■ AIM OF THE EXERCISE:
Find every line in the records that contains the word "blue" and copy each of those lines in full. Match case exactly.
** Start STORED ROWS **
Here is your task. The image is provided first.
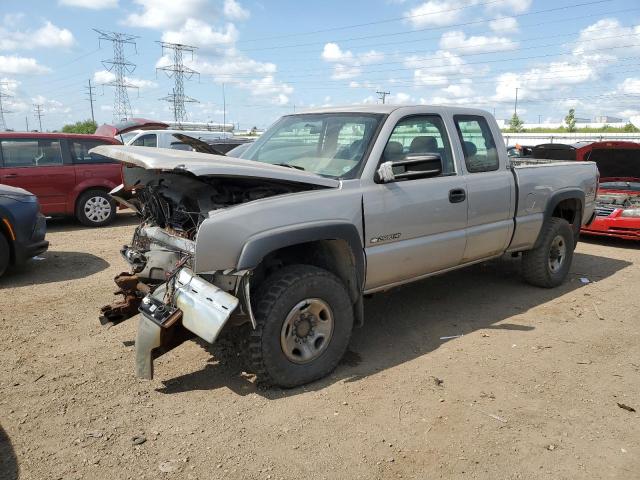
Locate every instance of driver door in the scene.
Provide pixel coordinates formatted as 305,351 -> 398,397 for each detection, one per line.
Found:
363,115 -> 467,290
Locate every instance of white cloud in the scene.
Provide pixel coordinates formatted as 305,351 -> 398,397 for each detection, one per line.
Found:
618,78 -> 640,95
162,18 -> 238,52
320,42 -> 384,80
58,0 -> 118,10
0,21 -> 74,50
487,0 -> 533,13
489,17 -> 518,33
223,0 -> 250,21
404,50 -> 481,86
0,55 -> 51,75
440,31 -> 518,54
124,0 -> 208,30
93,70 -> 158,89
404,0 -> 464,28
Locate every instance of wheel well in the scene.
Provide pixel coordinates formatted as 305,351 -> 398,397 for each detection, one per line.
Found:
73,186 -> 109,212
252,240 -> 361,303
0,222 -> 16,265
551,198 -> 582,235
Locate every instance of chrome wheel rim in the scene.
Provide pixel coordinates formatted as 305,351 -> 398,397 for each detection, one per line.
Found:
549,235 -> 567,273
280,298 -> 334,364
84,196 -> 111,223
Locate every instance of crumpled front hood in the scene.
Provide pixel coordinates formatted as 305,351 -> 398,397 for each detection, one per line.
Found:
91,145 -> 340,188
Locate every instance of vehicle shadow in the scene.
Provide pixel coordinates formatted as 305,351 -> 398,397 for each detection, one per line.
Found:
158,253 -> 631,399
0,425 -> 19,480
0,250 -> 109,290
47,210 -> 140,233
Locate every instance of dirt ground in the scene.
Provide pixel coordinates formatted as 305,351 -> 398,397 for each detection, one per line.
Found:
0,214 -> 640,480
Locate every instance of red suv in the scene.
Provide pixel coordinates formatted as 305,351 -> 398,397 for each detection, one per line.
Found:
0,132 -> 122,227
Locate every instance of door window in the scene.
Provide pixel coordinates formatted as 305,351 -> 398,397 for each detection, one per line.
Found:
453,115 -> 500,173
70,140 -> 116,164
1,138 -> 62,168
382,115 -> 456,175
131,133 -> 158,148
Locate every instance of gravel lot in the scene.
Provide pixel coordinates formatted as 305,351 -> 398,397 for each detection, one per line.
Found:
0,214 -> 640,480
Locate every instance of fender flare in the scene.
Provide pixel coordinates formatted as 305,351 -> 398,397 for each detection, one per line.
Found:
236,222 -> 366,285
533,188 -> 585,248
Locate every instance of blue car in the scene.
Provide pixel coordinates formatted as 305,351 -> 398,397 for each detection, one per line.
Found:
0,184 -> 49,276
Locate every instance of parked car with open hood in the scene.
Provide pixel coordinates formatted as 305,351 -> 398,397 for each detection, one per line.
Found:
0,184 -> 49,276
534,141 -> 640,240
94,105 -> 597,387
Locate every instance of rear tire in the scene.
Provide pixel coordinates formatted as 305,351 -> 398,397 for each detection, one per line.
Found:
0,232 -> 11,277
76,190 -> 116,227
249,265 -> 353,388
522,217 -> 575,288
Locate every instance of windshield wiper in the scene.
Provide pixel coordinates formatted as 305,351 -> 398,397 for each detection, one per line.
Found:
274,163 -> 304,170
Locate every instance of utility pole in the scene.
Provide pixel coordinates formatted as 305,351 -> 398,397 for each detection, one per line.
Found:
156,42 -> 200,123
376,92 -> 391,105
222,83 -> 227,132
93,28 -> 139,122
84,79 -> 96,123
0,82 -> 13,132
33,103 -> 44,132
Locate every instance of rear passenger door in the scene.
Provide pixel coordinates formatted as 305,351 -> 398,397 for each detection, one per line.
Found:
0,138 -> 75,215
453,115 -> 514,263
363,115 -> 467,290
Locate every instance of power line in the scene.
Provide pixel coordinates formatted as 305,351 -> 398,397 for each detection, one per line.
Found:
243,0 -> 614,52
237,0 -> 510,43
33,103 -> 44,132
0,82 -> 13,131
156,42 -> 200,122
84,79 -> 96,123
376,91 -> 391,105
93,28 -> 139,122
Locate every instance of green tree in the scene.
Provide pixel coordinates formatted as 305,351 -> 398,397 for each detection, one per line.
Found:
509,112 -> 524,132
62,120 -> 98,133
564,108 -> 576,132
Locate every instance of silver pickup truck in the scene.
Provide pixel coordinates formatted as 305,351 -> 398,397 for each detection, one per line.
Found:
93,105 -> 597,387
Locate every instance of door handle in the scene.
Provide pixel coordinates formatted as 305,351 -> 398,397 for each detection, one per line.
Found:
449,188 -> 467,203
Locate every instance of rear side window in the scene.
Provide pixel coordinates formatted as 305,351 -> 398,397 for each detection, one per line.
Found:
69,140 -> 116,164
0,138 -> 62,168
131,133 -> 158,147
453,115 -> 500,173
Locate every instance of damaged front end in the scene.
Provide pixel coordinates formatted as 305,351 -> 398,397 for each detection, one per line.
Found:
98,147 -> 332,379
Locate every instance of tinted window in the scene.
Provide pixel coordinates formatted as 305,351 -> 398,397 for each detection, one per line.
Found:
131,133 -> 158,147
69,140 -> 116,164
1,138 -> 62,168
383,115 -> 456,175
454,115 -> 499,173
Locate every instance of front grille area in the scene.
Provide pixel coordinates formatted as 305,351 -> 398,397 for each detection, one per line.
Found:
596,205 -> 617,217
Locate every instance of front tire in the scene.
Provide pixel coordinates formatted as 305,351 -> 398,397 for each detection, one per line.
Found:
0,232 -> 11,277
76,190 -> 116,227
249,265 -> 353,388
522,217 -> 575,288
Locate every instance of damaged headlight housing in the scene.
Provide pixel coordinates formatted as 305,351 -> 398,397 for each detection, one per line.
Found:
620,208 -> 640,217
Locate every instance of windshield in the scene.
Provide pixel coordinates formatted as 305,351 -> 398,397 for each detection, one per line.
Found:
600,182 -> 640,192
240,113 -> 383,178
120,131 -> 140,145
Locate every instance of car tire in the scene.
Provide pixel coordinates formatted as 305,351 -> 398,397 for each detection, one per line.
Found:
522,217 -> 575,288
248,265 -> 353,388
76,190 -> 116,227
0,232 -> 11,277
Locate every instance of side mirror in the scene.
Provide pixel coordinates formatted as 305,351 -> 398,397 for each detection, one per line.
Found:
376,153 -> 442,183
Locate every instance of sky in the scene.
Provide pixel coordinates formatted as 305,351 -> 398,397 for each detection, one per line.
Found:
0,0 -> 640,130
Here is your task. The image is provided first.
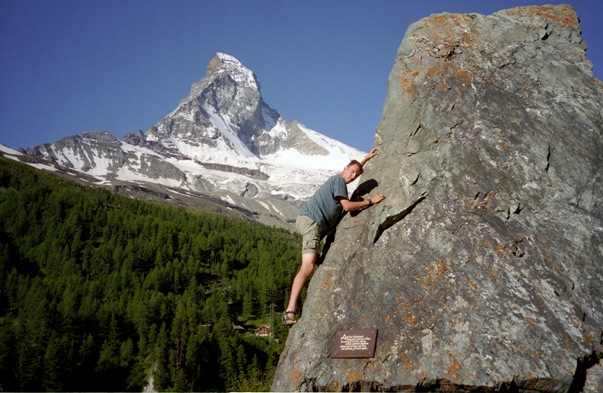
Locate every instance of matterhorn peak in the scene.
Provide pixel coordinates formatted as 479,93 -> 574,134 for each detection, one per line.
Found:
206,52 -> 260,91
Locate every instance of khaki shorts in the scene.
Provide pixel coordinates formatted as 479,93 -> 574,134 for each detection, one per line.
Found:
295,216 -> 322,254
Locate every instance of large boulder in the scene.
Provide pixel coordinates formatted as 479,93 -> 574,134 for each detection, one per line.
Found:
272,5 -> 603,392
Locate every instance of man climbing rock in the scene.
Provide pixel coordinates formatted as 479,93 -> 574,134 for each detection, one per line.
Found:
281,148 -> 385,326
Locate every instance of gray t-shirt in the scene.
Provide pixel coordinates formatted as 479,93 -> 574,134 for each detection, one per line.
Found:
299,175 -> 348,232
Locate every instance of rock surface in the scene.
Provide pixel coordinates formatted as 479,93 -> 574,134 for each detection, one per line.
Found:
272,5 -> 603,392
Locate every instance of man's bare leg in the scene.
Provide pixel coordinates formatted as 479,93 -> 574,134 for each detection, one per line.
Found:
286,253 -> 318,322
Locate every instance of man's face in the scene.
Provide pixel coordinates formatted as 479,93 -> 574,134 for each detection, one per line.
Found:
341,164 -> 360,184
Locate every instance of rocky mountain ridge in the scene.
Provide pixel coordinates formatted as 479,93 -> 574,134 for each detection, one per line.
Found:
272,5 -> 603,392
7,53 -> 364,226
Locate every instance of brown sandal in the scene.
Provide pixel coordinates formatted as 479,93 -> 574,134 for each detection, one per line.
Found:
281,311 -> 297,326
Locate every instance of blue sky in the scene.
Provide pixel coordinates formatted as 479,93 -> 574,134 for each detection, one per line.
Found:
0,0 -> 603,151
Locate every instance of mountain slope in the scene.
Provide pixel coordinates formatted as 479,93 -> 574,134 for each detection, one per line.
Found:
17,53 -> 363,222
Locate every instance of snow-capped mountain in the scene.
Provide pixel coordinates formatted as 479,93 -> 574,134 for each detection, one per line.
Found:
11,53 -> 364,228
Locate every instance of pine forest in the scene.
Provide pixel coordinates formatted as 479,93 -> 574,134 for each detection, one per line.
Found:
0,158 -> 299,392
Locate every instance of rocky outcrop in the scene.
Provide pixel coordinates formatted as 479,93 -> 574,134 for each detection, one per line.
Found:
272,5 -> 603,392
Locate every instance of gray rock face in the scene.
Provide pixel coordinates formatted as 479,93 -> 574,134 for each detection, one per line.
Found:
272,5 -> 603,392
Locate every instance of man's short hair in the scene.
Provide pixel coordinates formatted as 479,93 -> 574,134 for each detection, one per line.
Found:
346,160 -> 364,175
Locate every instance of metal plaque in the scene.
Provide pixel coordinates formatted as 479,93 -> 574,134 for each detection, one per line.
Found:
331,329 -> 377,359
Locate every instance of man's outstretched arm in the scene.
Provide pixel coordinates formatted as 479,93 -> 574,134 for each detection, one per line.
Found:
338,194 -> 385,212
360,147 -> 379,167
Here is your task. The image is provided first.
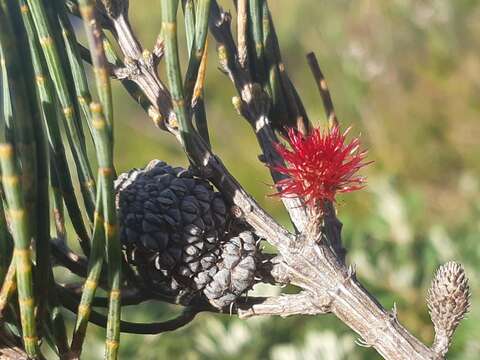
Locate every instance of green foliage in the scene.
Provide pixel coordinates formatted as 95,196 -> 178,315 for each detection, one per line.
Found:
0,0 -> 480,360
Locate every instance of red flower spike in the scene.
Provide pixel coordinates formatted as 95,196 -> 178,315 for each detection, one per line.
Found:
273,126 -> 371,207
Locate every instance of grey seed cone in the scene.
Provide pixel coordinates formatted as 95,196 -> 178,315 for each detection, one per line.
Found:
427,261 -> 470,356
115,160 -> 257,308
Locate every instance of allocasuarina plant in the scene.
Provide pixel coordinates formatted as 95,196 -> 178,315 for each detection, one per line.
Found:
0,0 -> 469,360
273,125 -> 369,207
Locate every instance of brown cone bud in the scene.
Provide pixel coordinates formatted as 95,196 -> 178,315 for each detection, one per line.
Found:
427,261 -> 470,356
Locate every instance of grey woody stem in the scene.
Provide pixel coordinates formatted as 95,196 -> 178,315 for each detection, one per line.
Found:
77,0 -> 468,360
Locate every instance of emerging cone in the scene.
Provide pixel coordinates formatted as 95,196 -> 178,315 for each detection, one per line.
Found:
273,126 -> 370,206
116,160 -> 258,308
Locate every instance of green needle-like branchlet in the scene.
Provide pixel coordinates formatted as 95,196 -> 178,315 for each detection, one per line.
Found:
184,0 -> 211,144
90,102 -> 122,359
71,183 -> 105,357
27,0 -> 96,217
19,0 -> 89,253
51,0 -> 94,148
0,259 -> 17,319
79,0 -> 113,139
161,0 -> 194,153
0,143 -> 39,358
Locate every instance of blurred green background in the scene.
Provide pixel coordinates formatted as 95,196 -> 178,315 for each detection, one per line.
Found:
79,0 -> 480,360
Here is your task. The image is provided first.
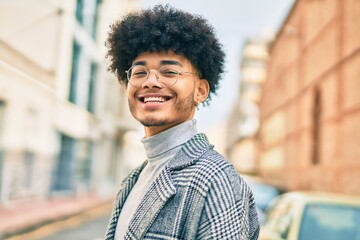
** End STORED ROWS **
■ COMPLETE OUTPUT:
Locate every instance of blue car in the scene.
Locate every instance of blue sky in the scene.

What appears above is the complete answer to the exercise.